Your goal
From the line containing "Reviewer note: confirm that each instance of the balcony carries" through the final line of the records, reproduce every line exactly.

Data
※
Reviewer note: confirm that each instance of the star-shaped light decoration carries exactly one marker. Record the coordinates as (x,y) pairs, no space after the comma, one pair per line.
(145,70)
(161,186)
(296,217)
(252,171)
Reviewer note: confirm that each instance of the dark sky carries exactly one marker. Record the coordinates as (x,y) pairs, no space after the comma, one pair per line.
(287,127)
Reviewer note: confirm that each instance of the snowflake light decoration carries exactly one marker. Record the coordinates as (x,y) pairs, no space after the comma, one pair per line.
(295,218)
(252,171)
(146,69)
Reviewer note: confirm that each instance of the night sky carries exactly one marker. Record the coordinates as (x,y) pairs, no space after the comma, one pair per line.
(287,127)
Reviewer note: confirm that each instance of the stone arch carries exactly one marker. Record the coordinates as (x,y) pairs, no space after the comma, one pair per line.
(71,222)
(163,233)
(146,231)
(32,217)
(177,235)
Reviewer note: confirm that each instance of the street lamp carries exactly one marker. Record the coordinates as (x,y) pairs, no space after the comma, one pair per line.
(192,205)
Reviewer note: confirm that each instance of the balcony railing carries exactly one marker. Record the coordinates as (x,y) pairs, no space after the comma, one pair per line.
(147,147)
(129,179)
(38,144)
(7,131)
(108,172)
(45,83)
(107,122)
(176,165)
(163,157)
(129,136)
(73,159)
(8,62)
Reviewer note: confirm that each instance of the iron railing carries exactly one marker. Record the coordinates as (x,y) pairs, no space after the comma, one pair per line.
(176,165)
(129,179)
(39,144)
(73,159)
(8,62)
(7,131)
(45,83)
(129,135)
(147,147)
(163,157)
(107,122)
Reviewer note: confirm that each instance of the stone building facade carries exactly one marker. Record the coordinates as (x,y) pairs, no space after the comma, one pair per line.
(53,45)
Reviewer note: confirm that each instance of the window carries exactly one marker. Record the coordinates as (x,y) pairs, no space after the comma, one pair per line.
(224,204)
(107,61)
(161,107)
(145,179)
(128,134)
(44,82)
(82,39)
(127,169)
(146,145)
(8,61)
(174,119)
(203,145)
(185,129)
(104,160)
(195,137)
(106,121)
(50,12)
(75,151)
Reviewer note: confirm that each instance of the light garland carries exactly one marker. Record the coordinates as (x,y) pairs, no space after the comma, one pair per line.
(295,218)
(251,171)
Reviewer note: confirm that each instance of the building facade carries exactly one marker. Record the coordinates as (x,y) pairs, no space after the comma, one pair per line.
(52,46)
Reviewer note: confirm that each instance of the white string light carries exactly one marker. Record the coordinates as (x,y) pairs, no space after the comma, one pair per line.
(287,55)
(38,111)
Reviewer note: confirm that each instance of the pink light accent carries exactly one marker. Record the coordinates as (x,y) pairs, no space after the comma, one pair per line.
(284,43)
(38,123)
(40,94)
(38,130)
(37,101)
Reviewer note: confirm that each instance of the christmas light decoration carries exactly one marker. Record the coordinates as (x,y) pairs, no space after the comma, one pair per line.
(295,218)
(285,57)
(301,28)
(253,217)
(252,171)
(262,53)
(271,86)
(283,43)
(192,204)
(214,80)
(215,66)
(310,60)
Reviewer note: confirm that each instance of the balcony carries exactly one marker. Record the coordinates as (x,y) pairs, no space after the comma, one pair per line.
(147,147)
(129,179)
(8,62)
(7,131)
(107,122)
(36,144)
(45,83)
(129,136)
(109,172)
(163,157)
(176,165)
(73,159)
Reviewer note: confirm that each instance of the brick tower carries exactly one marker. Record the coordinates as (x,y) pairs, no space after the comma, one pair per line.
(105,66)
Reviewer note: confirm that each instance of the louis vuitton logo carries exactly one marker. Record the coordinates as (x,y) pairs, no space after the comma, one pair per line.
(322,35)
※
Solution to the exercise
Reviewer note: confirm that each instance of the balcony carries exactly one marker. Record the coordinates as (x,y) pairs, no space after the comma, one pair per line.
(147,147)
(129,179)
(8,62)
(7,131)
(107,122)
(36,144)
(45,83)
(129,136)
(109,172)
(163,157)
(176,165)
(73,159)
Reviewer note: confirm that each instance of the brick tower carries exactly one marker. Record the coordinates as (x,y) pairs, no space after the comma, one pair per line.
(105,66)
Reviewer note: confirm that each instance of the louis vuitton logo carries exactly one marker. Record the coordinates as (x,y) pairs, no space after the comma, one pair per line.
(322,35)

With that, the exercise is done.